%%

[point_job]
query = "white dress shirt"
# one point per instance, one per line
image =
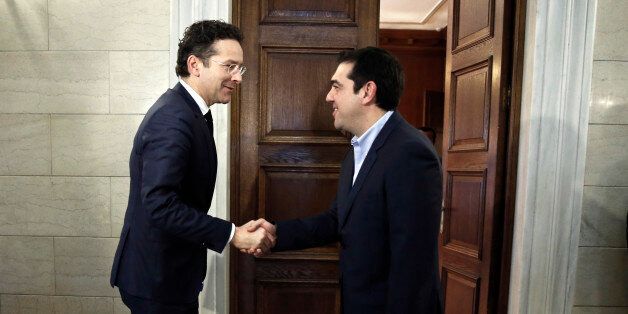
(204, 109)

%%
%%

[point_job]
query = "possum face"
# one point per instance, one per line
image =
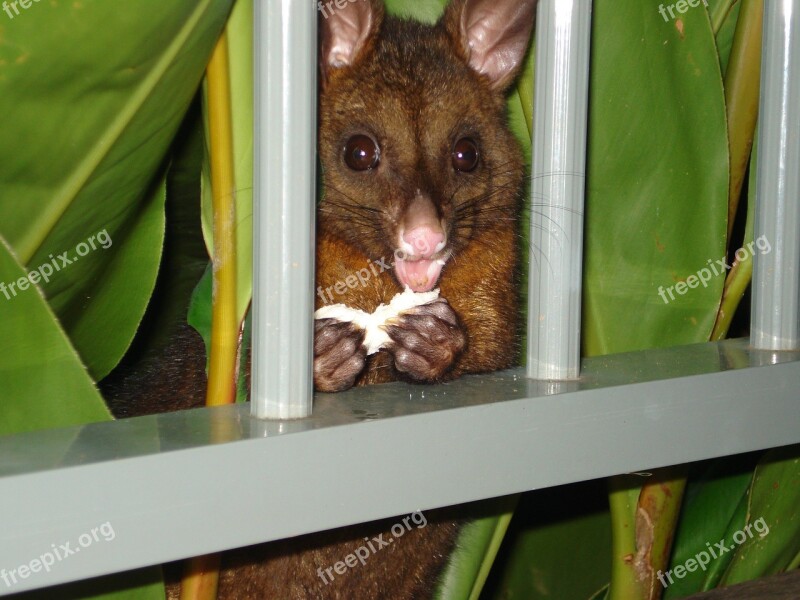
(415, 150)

%%

* [WHAT YOU SHOULD DO]
Show the lines of the records that include the string "query".

* [ANSWER SECTION]
query = "white dress shirt"
query = "possum face"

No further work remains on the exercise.